══ The data ══

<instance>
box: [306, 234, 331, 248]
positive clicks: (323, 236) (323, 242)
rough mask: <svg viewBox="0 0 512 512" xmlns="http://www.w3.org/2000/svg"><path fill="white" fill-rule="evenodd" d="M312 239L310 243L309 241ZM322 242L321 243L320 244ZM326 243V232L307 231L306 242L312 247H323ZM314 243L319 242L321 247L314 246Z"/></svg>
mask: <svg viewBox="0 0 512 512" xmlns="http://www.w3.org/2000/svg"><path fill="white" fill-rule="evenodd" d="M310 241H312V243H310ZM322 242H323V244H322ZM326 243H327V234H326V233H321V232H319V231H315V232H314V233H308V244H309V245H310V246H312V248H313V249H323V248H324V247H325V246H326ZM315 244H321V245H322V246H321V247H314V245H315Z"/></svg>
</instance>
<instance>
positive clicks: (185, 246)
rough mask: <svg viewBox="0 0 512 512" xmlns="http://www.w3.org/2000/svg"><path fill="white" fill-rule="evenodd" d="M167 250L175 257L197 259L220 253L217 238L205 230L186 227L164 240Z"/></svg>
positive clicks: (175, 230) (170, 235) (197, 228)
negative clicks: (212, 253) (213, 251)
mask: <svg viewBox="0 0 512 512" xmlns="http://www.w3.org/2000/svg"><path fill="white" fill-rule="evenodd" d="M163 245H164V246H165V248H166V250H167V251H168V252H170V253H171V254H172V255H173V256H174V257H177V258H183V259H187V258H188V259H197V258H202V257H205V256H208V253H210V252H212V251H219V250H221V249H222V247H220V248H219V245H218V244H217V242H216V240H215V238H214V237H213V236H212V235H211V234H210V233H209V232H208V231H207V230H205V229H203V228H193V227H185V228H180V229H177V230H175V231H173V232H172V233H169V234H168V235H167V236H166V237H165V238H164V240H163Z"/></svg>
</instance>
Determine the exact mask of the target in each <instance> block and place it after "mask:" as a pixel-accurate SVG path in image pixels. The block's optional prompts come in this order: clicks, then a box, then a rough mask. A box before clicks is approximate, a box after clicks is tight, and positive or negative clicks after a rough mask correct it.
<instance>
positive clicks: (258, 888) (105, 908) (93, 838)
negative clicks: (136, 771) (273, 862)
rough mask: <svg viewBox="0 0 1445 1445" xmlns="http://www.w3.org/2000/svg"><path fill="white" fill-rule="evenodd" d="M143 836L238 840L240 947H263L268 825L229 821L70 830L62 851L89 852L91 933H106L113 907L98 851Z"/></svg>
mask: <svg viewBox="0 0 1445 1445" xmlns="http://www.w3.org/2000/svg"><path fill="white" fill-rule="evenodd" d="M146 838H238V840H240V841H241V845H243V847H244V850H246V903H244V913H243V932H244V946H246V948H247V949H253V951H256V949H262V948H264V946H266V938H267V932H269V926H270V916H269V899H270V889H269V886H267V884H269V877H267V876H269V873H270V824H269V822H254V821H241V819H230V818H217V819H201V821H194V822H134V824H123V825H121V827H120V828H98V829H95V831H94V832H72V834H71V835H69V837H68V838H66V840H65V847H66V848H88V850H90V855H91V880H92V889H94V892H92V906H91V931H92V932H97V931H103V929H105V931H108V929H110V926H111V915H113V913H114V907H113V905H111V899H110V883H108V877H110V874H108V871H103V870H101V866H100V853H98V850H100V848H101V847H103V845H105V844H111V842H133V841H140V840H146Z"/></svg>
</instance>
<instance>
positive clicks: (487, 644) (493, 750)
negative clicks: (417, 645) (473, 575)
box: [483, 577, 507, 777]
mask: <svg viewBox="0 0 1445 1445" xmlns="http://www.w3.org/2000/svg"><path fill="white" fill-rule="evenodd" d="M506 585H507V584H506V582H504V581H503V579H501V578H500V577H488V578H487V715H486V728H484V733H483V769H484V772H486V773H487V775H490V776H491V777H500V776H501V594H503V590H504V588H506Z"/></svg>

═══

Count the lines in the items above that contain the string "come". Reply with the number alone.

1